- REQUIREMENTS
Filter the items below, keeping only the lines that contain the word "glass".

- EXERCISE INPUTS
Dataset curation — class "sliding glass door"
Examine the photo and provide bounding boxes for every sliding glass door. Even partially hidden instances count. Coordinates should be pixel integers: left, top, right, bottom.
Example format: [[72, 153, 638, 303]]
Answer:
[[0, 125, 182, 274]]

...

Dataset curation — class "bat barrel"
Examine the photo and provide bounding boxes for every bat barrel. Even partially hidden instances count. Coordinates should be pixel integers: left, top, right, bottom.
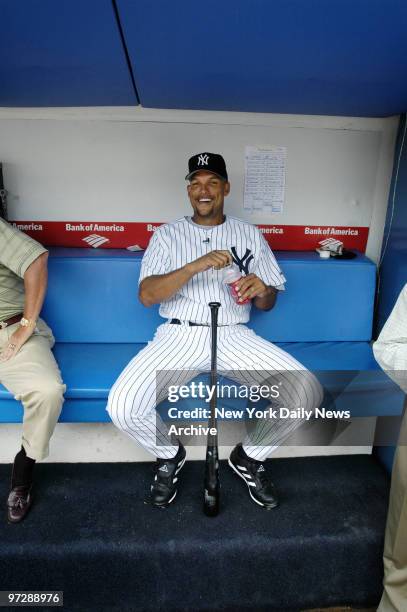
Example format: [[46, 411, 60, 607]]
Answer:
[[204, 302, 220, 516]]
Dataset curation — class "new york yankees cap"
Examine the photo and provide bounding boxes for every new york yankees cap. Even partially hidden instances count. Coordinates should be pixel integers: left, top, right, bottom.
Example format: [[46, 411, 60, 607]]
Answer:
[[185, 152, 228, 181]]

- THE COMPLETED TASK
Dataset curation — class "sliding glass door"
Examine the photo and provide bounding boxes for every sliding glass door. Even partially hidden instances count. Coordinates should be pixel integers: left, top, right, bottom.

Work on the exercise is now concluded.